[begin Data shown]
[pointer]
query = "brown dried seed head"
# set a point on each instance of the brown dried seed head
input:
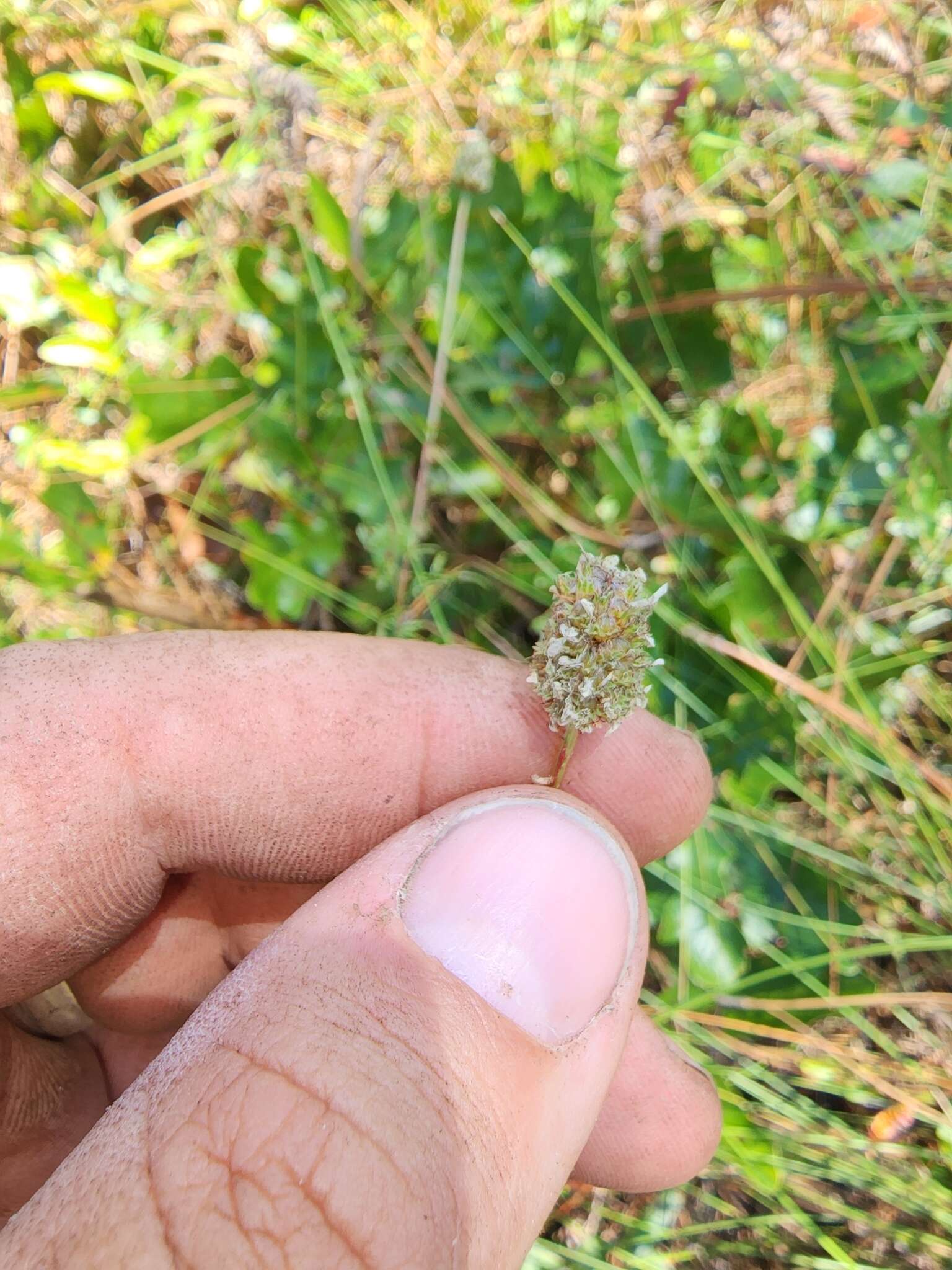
(591, 660)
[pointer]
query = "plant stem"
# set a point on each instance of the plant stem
(455, 270)
(565, 753)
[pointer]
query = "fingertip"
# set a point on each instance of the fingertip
(660, 1122)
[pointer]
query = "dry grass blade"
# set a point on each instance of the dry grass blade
(826, 701)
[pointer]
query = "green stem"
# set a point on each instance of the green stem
(565, 753)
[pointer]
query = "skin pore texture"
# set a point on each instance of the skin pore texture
(443, 1021)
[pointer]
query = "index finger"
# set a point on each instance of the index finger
(278, 756)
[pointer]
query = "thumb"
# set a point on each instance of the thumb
(402, 1076)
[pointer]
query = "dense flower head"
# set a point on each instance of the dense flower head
(591, 660)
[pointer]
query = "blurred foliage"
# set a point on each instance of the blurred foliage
(702, 322)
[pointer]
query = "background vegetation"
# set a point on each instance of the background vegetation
(699, 318)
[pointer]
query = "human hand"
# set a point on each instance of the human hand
(405, 1073)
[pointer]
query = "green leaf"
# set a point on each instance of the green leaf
(99, 86)
(79, 352)
(897, 234)
(901, 179)
(83, 301)
(329, 218)
(715, 946)
(167, 406)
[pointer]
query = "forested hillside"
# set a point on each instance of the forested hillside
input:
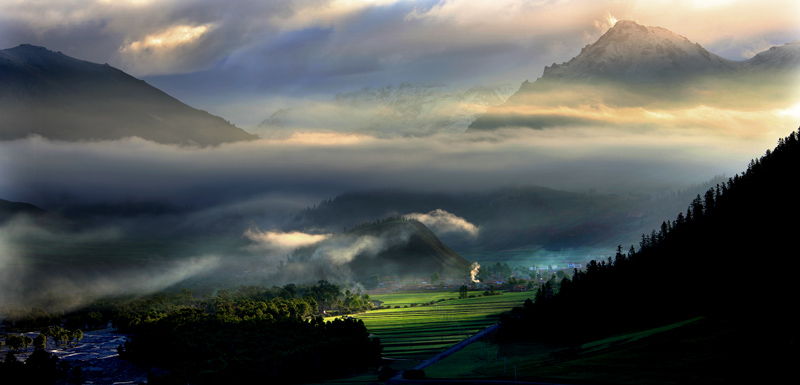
[end Data shown]
**Aim of the task**
Reproduce all of the material above line for line, without changing anything. Leave the pictures out.

**Task response**
[pointer]
query = "brown dried seed head"
# set a point on each instance of the brown dried seed head
input:
(591, 660)
[pointer]
query = "plant stem"
# set a point on each instance of the plant stem
(455, 270)
(565, 753)
[pointer]
query = "fingertip"
# set a point on each instance of the fingertip
(660, 1122)
[pointer]
query = "dry grass blade"
# set a point on each instance of the dry grass blade
(826, 701)
[pointer]
query = "green stem"
# set a point on each instance of the green stem
(565, 753)
[pointer]
query = "skin pore texture"
# set a point on each instance of the skin pore texture
(443, 1021)
[pointer]
query = "index finger"
# set a point on each instance of the index finger
(278, 756)
[pointer]
query = "thumb"
# set a point on each instance of the thumb
(402, 1076)
[pointer]
query = "dense flower head"
# set a point on each instance of the dense flower head
(591, 660)
[pointer]
query = "blurred foliage"
# set a point on each instance of the blurred foliage
(702, 322)
[pointer]
query = "background vegetation"
# set a point on each instance of the background vegetation
(699, 318)
[pointer]
query = "human hand"
# set a point on each instance of the human hand
(405, 1073)
[pointer]
query = "green leaf"
# set a point on each instance of the green leaf
(99, 86)
(79, 352)
(897, 234)
(901, 179)
(83, 301)
(329, 218)
(715, 946)
(167, 406)
[pointer]
query = "forested hillside"
# set a point on each instance of the forested hillside
input:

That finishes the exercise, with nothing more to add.